**Task to complete**
Answer each question from the passage on Niclaes below.
(a) For how many years did Niclaes live in Embden?
(b) In which city was he living in 1579?
(c) What did Niclaes declare himself to be?

**Reading passage**
==============================
Niclaes now left Amsterdam for Embden, and commenced to write down the revelations which were, he conceived, entrusted to himself alone. In Embden he lived for twenty years (1540–1560), and there he wrote most of his books, which he signed with the initials H. N., by some supposed to mean Homo Novus (Jessop, Discovery of the Errors of the English Anabaptists, 1623, pp. 89–91). His business in the meantime, with the assistance of his eldest son, Franz, became lucrative, and in the course of mercantile tours he made many converts in Holland, Brabant, and in Paris. His books, secretly printed at the presses of his friends and adherents, Christopher Plantin at Antwerp, Van Borne at Deventer, the Bohmbergers at Cologne, and Augustyn van Hasselt at Kampen, soon aroused opposition. They were prohibited by the council of Trent in 1570 and in 1582, and by papal bull in 1590 (Reusch, Indices Libr. Prohibit. des sechszehnten Jahrh. pp. 290, 347, 485).
Niclaes's visit to England cannot be dated with certainty. He was here in 1552 or 1553 (cf. Fuller, Church Hist. bk. ix. pp. 282–91), but may have arrived earlier (cf. Original Letters, Parker Soc. ii. 560). According to Karl Pearson, he did not come till 1569 (‘Kingdom of God in Munster,’ Modern Review, 1884). Fuller says Niclaes joined the Dutch church in London; but Martin Micronius and Nicholas Carinæus (d. 1563), its successive ministers, attacked his doctrines in ‘A Confutation of the Doctrine of David George and H. N., the Father of the Familie of Love,’ English translations of which are given by John Knewstub in ‘A Confutation,’ pp. 88–92. Niclaes readily gained some followers in England, although his stay was short, and the story of a second visit is unsupported. Upon leaving he appears to have retired to Kampen, in Holland, and later to Cologne, where he was living in 1579. He probably died there in 1580 or 1581.
Niclaes taught an anabaptist mysticism, entirely without dogma, yet of exalted ideals. He no doubt imbibed his chief doctrines from David Joris or George (d. 1556). Niclaes declared himself the third prophet, sent specially to reveal love. He held himself and his elders to be impeccable, and the license which they claimed for themselves in this spirit gained for them the reputation of ‘libertines.’ But aspersions of the moral character of Niclaes and his chief followers are unfounded. Love of humanity was clearly the familists' essential rule of life.
==============================
**Data records**
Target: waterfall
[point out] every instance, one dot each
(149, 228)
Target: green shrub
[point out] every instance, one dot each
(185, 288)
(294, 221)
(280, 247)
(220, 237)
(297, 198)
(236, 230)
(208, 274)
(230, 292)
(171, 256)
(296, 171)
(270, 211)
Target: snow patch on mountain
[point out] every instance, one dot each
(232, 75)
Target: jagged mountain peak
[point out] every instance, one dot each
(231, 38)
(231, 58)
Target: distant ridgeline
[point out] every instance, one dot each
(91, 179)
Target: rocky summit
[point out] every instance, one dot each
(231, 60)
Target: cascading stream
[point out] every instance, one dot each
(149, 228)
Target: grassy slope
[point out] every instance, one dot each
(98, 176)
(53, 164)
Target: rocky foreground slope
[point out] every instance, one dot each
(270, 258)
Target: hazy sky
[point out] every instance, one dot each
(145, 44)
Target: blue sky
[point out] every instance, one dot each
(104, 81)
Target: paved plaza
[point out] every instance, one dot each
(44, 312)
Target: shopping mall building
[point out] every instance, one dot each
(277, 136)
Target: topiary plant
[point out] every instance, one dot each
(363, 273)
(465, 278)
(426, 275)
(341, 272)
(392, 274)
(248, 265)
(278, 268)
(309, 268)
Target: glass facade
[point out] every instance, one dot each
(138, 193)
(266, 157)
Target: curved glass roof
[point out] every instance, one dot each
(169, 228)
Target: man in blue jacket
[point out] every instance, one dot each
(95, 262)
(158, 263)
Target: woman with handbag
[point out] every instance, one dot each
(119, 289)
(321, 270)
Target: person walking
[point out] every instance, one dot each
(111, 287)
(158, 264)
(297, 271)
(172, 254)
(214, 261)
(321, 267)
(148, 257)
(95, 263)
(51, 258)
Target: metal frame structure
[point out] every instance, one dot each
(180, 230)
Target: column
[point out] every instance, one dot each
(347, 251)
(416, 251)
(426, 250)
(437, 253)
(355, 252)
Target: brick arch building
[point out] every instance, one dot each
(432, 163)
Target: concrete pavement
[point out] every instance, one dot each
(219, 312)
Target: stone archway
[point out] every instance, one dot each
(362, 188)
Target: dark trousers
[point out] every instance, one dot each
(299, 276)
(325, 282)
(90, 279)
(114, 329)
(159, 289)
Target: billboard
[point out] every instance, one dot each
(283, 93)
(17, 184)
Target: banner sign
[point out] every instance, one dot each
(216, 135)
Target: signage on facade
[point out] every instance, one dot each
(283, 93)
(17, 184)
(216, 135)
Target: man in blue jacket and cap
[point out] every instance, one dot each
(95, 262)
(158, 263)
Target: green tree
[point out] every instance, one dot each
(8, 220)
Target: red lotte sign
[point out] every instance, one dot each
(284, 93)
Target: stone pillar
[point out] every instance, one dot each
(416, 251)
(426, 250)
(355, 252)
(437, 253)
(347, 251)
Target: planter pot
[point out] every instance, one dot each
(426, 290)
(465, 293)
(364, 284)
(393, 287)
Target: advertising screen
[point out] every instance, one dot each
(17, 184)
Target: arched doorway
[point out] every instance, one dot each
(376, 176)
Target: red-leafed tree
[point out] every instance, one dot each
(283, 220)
==============================
**Answer for this exercise**
(a) Twenty years, from 1540 to 1560.
(b) Cologne.
(c) The third prophet, sent specially to reveal love.